Source data

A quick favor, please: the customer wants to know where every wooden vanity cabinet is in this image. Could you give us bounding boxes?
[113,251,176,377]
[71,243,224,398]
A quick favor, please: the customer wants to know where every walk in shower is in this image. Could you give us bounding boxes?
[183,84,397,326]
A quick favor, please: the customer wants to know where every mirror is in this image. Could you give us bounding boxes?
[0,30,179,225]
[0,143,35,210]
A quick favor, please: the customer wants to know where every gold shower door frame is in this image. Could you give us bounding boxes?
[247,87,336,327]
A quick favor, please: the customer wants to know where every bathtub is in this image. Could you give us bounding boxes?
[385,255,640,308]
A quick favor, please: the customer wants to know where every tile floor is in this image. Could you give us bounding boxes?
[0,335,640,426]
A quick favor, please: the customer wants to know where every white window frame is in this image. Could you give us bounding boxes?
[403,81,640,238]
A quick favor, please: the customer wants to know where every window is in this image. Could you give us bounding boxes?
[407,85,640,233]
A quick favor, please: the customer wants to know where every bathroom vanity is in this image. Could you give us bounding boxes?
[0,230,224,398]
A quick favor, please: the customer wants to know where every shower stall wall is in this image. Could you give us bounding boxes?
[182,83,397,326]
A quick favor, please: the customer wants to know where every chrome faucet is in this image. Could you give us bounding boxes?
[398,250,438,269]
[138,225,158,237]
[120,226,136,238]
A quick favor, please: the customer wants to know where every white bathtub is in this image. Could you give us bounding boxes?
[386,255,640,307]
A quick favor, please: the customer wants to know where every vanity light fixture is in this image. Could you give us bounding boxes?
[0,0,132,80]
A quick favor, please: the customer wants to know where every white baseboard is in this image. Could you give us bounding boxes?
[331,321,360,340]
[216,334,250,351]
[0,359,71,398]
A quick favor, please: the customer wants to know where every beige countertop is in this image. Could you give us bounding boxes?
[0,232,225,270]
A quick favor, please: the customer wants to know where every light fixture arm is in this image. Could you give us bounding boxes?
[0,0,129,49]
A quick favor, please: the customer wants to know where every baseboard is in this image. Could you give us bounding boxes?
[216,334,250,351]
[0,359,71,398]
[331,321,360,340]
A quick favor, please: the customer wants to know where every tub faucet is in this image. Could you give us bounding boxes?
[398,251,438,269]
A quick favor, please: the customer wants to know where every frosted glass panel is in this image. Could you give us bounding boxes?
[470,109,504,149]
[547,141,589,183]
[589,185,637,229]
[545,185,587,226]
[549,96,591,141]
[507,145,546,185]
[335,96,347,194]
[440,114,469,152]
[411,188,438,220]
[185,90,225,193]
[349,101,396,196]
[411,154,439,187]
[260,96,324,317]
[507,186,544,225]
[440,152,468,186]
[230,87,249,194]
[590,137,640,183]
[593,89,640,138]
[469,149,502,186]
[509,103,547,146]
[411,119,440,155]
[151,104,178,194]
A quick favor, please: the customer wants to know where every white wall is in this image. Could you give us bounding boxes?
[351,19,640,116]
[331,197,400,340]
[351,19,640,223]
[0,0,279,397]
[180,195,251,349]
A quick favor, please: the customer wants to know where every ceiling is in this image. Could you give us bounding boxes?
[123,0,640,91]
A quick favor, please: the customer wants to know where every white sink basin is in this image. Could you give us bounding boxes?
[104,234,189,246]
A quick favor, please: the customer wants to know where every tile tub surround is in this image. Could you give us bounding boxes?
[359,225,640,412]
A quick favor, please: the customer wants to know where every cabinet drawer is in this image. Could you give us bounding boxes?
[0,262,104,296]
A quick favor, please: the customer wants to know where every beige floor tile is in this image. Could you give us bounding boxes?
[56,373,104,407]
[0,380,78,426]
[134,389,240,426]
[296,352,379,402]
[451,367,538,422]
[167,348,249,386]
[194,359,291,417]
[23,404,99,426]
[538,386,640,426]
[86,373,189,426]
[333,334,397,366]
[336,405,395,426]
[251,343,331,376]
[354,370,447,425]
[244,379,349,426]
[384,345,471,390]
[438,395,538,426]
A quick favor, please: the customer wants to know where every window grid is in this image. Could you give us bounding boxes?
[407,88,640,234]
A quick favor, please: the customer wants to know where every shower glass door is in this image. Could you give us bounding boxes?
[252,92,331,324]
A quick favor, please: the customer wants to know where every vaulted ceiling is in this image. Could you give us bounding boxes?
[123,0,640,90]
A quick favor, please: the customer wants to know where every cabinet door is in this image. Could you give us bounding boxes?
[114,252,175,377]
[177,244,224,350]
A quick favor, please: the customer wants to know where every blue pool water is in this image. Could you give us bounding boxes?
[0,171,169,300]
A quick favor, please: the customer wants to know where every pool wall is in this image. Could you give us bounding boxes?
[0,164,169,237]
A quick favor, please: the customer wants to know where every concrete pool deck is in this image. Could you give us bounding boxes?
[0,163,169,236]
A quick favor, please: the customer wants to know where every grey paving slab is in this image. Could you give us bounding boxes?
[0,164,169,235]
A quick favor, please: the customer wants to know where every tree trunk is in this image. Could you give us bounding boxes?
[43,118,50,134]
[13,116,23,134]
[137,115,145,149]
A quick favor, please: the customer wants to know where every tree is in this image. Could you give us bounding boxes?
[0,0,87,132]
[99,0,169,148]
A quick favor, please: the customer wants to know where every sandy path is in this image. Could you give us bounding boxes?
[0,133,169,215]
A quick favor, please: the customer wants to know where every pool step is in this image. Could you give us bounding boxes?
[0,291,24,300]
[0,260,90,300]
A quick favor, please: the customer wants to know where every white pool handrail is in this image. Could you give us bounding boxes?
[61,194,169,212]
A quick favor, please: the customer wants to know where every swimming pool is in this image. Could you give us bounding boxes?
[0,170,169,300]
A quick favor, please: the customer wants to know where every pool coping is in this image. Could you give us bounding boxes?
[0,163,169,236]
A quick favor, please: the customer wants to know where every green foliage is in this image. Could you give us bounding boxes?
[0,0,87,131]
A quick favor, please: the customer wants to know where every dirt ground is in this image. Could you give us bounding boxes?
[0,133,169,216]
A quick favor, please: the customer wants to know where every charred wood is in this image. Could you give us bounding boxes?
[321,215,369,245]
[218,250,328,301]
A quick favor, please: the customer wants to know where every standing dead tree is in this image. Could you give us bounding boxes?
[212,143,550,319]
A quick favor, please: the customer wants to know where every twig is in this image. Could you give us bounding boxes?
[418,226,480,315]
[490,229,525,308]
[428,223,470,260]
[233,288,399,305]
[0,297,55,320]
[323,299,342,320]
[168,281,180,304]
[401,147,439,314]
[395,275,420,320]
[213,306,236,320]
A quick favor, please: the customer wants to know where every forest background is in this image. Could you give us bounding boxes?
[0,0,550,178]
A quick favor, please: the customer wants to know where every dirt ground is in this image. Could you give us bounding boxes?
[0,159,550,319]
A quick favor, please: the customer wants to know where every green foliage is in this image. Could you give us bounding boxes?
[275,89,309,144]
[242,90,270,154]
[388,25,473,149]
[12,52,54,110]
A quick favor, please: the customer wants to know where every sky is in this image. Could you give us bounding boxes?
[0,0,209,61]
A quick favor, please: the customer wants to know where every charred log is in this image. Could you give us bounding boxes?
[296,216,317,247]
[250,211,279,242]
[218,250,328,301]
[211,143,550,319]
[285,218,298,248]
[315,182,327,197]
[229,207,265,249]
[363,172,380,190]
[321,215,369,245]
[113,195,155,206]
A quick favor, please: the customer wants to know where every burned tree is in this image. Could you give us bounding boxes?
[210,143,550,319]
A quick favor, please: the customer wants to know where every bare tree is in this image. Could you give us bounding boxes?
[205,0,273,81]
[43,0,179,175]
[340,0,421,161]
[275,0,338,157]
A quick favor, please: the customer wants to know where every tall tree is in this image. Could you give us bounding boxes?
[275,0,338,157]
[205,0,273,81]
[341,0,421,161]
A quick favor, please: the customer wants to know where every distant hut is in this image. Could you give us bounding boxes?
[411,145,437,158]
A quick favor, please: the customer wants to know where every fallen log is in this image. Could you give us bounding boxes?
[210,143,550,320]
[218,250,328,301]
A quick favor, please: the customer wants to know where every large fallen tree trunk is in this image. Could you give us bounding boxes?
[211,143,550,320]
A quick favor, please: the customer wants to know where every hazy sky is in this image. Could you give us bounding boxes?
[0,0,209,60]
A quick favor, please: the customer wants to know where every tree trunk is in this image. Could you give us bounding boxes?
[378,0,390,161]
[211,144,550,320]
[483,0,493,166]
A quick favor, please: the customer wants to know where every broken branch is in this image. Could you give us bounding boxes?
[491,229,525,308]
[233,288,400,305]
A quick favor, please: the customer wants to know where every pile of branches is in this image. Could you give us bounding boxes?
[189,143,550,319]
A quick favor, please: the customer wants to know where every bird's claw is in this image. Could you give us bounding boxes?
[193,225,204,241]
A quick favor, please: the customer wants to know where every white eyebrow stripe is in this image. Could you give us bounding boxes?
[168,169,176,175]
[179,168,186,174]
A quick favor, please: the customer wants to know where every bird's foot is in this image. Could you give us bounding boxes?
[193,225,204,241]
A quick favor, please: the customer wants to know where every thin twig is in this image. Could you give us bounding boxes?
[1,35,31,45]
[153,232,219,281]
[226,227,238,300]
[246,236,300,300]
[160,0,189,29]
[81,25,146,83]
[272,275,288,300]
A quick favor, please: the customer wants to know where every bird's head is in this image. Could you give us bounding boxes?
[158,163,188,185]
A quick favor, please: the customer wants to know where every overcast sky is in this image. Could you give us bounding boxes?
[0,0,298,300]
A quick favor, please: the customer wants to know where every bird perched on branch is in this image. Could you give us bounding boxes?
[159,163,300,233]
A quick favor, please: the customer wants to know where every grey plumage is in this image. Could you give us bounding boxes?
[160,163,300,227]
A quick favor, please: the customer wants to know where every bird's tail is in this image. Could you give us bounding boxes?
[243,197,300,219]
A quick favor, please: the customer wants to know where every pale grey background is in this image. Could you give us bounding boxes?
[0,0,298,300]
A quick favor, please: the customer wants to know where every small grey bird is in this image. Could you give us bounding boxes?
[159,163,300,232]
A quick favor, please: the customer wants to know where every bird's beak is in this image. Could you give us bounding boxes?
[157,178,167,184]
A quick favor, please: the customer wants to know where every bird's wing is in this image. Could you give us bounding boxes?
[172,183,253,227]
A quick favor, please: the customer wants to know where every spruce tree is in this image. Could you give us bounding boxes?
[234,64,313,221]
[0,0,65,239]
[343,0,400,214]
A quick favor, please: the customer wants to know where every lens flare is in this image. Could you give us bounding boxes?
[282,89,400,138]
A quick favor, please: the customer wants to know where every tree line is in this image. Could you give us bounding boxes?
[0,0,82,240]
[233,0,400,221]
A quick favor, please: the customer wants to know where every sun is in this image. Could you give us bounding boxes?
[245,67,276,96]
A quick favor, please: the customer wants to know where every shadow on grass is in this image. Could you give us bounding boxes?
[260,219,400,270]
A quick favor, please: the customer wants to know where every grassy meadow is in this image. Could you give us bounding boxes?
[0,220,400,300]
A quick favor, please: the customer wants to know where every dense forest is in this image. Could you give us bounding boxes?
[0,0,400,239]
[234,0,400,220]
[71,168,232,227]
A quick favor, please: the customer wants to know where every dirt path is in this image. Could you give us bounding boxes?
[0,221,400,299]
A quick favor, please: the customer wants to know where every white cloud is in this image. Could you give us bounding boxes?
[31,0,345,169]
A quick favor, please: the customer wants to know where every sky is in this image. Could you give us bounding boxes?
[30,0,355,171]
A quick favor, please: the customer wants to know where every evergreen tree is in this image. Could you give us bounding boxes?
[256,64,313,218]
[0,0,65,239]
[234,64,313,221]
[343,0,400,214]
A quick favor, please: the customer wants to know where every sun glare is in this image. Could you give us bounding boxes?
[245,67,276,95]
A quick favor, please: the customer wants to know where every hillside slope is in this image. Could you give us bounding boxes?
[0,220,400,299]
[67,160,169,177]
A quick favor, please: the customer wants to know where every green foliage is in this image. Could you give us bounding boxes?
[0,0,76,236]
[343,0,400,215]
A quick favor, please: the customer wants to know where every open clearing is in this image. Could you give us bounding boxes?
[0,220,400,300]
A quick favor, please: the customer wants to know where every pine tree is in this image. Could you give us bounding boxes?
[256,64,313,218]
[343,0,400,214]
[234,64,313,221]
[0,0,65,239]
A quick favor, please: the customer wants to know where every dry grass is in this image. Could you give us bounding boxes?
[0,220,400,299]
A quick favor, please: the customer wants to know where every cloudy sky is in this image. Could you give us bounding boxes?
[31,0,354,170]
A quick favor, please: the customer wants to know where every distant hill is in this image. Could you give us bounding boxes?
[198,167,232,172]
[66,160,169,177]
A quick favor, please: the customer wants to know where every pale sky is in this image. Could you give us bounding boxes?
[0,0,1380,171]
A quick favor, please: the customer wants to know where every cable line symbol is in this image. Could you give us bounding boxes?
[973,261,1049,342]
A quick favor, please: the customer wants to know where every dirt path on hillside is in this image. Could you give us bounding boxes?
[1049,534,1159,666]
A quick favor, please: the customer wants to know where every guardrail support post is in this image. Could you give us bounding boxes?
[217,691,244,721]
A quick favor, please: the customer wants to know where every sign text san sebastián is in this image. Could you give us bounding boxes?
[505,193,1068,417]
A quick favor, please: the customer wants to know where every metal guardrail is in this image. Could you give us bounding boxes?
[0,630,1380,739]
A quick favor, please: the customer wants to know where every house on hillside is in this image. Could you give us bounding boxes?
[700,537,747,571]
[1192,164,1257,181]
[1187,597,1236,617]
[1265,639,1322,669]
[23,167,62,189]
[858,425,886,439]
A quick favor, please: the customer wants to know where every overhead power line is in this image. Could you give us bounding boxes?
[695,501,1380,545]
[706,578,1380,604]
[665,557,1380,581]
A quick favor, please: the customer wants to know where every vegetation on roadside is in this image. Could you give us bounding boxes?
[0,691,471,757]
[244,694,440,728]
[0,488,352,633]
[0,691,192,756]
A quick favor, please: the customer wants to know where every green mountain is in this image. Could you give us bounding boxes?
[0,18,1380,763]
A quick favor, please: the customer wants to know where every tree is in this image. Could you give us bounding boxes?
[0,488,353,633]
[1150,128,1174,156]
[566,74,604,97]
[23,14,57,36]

▶ TASK TO CARRY OUT: Could you write out the records from the line with "where every cloudy" up to and including the line with "[0,0,1380,171]", keeping the request lines unchanged but multiplying each bounding-box coordinate in the answers by 2.4 and rounding to whole numbers, with halves rounded up? Give those lines only.

▶ ANSWER TO THIS PROBLEM:
A quick favor, please: the customer wants to know where every cloudy sky is in this image. Could you give us bounding boxes?
[74,0,850,408]
A quick favor, please: the customer wants to know where every distant hill is in this image. Could you give us bounding boxes?
[475,401,557,413]
[158,384,406,425]
A quick favor, please: the customer wants to know where every pale sky is in this image. Could you give us bounding boxes?
[0,0,3312,410]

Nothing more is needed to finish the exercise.